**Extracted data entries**
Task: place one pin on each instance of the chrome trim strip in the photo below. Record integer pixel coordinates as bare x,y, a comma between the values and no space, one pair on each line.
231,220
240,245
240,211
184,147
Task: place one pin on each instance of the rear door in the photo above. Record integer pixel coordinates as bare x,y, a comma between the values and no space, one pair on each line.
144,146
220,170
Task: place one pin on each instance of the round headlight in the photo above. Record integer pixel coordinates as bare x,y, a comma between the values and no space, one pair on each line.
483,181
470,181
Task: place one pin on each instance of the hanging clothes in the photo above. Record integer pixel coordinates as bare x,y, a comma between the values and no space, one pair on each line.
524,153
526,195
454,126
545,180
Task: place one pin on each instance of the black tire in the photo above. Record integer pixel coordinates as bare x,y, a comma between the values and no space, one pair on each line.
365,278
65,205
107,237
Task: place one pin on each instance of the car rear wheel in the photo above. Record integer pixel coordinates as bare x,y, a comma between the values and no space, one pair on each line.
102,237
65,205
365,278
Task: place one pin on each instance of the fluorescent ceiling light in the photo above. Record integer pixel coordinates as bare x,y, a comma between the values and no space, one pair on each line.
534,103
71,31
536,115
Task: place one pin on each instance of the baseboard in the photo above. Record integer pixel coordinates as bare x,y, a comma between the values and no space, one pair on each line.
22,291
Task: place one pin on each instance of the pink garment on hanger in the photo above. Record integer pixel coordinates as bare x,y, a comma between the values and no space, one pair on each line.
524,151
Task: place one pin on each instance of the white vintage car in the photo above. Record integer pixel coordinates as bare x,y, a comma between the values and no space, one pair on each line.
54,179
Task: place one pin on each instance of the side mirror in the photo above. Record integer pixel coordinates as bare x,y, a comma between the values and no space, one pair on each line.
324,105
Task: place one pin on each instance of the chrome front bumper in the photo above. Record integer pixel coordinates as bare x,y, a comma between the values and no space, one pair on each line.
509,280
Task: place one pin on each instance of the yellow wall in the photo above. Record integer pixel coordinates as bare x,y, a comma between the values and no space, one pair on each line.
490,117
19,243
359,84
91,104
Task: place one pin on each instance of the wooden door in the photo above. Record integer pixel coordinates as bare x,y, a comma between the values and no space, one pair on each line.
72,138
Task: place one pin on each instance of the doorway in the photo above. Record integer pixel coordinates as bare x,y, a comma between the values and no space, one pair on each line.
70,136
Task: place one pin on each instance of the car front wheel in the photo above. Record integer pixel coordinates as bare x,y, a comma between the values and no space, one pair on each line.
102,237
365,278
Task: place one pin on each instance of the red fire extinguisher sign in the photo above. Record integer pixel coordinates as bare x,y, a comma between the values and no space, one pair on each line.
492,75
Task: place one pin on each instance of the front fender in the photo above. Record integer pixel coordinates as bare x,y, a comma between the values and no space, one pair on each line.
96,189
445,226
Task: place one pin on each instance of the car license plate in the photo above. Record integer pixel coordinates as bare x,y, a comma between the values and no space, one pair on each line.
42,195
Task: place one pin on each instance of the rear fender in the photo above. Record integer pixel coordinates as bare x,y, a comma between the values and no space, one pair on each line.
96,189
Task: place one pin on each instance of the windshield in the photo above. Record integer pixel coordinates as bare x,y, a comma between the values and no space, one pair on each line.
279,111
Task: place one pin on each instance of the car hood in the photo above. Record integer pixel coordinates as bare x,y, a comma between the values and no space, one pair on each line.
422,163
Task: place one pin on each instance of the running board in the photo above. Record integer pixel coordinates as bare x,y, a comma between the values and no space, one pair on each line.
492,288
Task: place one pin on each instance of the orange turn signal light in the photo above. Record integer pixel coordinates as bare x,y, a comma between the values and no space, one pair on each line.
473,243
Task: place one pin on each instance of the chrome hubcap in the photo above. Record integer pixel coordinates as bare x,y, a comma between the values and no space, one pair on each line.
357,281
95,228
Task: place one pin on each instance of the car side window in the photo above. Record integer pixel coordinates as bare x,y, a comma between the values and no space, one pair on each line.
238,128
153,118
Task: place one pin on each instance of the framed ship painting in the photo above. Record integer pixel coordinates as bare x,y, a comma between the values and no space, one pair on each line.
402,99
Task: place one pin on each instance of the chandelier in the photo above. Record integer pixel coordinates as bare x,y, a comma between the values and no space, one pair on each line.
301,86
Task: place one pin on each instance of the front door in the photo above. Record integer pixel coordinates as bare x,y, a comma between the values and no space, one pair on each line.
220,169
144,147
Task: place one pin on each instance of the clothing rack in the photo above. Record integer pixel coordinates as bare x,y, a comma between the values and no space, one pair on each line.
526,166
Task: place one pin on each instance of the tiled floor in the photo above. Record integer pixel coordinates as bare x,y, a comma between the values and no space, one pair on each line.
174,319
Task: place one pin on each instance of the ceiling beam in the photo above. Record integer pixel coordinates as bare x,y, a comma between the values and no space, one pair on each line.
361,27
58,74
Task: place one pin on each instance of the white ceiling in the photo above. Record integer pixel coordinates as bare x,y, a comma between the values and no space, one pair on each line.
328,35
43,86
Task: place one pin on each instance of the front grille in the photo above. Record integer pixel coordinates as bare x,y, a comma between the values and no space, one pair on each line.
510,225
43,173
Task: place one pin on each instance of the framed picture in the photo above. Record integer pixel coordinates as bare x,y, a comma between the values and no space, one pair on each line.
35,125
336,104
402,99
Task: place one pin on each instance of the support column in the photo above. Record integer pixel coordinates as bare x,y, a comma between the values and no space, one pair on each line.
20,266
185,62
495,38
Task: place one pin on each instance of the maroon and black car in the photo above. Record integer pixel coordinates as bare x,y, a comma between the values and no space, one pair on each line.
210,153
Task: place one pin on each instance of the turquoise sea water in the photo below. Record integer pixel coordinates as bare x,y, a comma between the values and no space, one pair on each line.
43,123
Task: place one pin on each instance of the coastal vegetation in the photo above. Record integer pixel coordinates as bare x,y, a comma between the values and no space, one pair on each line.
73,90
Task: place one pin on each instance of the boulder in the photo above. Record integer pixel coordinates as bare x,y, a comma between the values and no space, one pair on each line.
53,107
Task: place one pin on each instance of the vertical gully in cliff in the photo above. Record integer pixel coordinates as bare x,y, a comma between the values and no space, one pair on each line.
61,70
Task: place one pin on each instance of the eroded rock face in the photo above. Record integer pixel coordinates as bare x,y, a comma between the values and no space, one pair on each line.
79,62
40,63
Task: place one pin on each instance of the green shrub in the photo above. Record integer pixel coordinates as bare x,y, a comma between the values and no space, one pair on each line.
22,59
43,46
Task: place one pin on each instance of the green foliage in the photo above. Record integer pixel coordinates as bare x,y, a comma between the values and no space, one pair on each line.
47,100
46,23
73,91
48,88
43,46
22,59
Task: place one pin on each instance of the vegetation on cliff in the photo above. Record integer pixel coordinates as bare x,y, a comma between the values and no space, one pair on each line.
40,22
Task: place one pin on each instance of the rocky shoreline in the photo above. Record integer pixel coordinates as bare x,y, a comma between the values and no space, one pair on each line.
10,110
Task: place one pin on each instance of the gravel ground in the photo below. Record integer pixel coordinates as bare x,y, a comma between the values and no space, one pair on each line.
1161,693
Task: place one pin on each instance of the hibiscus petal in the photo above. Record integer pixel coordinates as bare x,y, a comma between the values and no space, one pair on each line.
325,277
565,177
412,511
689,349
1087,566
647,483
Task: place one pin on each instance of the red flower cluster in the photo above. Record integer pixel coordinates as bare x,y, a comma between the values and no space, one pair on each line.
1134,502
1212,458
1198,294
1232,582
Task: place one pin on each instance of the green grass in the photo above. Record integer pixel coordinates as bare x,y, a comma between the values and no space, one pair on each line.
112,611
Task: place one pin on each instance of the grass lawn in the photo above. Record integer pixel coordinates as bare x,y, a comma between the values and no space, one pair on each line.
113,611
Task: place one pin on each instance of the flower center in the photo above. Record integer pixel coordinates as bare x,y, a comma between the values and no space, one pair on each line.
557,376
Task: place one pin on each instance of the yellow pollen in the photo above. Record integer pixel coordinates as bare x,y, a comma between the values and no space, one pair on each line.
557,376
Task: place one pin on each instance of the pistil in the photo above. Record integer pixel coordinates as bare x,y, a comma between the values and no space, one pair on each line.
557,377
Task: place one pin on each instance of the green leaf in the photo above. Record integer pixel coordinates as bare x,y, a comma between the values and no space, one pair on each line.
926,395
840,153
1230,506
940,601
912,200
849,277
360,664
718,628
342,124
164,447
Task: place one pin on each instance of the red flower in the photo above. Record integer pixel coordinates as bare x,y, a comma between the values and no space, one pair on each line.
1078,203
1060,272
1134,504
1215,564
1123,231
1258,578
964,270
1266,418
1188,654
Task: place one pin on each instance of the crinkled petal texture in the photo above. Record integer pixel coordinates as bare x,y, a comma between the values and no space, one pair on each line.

**Directions for this task**
Only these are to be transcribed: the line with "red flower in" and every line after it through the last line of the entries, each exactly.

**Exercise response**
Task: place one pin on each instance of the red flower in the photo above. Record integer pixel coordinates as bare x,y, a comma between the values and no space, one pair on each line.
1078,203
1060,272
1134,504
1215,564
1123,231
1258,578
964,270
1266,418
1188,654
Task: place one pin on each instance of the crinkled petal texture in the photo above. Record integer pixel coordinates as bare x,y, a comma between the values and no space, one pair on each line.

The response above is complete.